Given problem »
List each line in the items that contains the string "field", treating uppercase and lowercase letters as distinct.

[Collection entries]

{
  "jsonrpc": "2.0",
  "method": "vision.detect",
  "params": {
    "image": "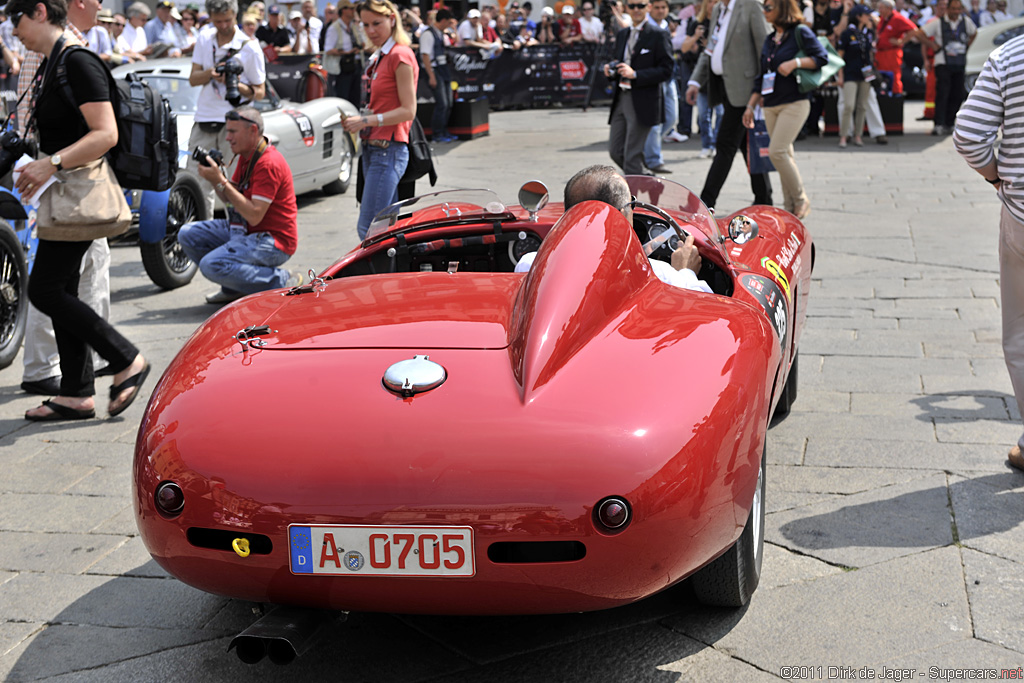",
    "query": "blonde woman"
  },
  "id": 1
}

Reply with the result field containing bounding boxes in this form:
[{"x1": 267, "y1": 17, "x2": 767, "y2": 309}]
[
  {"x1": 743, "y1": 0, "x2": 828, "y2": 218},
  {"x1": 344, "y1": 0, "x2": 420, "y2": 240}
]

Expected answer »
Reply with the result field containing bounding boxes in this form:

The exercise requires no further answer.